A garbage dump catches fire in the Mantilla neighborhood in Havana.

The proliferation of dumps in Cuba has been endangering public health for years, and the government is not taking action.


A dumpster, in the middle of a street in the Mantilla neighborhood of Havana, caught fire and caused inconveniences for the local population.

"On Progreso street, between 6 and 7. This is a great danger, especially with the wind there is now," said a neighbor in the Facebook group Somos Mantilla.

Facebook We Are Mantilla

The post received numerous comments. One person complained about the amount of trash on the streets of Havana. "There's too much dirt... and filth on the streets. There's a stench everywhere," they said.

Another user reported that if the neighbors themselves do not create the large fires in the trash bins on the streets of the capital, the unsanitary conditions reach their homes.

A study by Cuba Siglo 21 indicated that in the Cuban capital, the government stops collecting the equivalent of three Olympic swimming pools of waste every day.

The city has become an unhealthy hub where street-level dumps promote the proliferation of rats and mosquitoes, which cause diseases such as dengue and leptospirosis.

The situation has reached a point where the neighbors themselves are setting fire to the trash bins. Reports of urban fires are increasing, which become extremely dangerous due to the production of methane gas in these micro-dumps on the streets.

• [LISTED ENTRIES]

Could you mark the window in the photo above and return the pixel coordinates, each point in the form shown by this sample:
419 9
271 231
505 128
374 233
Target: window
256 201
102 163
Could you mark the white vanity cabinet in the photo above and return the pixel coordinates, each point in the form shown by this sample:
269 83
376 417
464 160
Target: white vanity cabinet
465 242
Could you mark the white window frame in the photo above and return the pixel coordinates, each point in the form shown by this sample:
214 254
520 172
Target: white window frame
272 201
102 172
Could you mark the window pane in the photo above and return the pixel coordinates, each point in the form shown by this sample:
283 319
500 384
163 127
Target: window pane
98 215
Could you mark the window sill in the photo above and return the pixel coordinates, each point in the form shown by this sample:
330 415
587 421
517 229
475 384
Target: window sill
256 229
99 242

• [LIST OF TASKS]
a – Summarize the Havana garbage article in two sentences.
b – List every place name that appears in the Havana garbage article.
c – Reproduce the part of the Havana garbage article that opens with the words containing "A garbage dump" and closes with "reach their homes.".

• [TASK RESPONSES]
a – A dumpster in the middle of a street in Havana's Mantilla neighborhood caught fire, and residents posting in a Facebook group called it a great danger and complained about trash and stench across the city. A Cuba Siglo 21 study found that the government leaves the equivalent of three Olympic swimming pools of waste uncollected in the capital every day, and the street dumps spread rats and mosquitoes while neighbors set trash fires that become extremely dangerous because of methane gas.

b –
- Mantilla
- Havana
- Cuba
- Progreso street

c –
A garbage dump catches fire in the Mantilla neighborhood in Havana.

The proliferation of dumps in Cuba has been endangering public health for years, and the government is not taking action.


A dumpster, in the middle of a street in the Mantilla neighborhood of Havana, caught fire and caused inconveniences for the local population.

"On Progreso street, between 6 and 7. This is a great danger, especially with the wind there is now," said a neighbor in the Facebook group Somos Mantilla.

Facebook We Are Mantilla

The post received numerous comments. One person complained about the amount of trash on the streets of Havana. "There's too much dirt... and filth on the streets. There's a stench everywhere," they said.

Another user reported that if the neighbors themselves do not create the large fires in the trash bins on the streets of the capital, the unsanitary conditions reach their homes.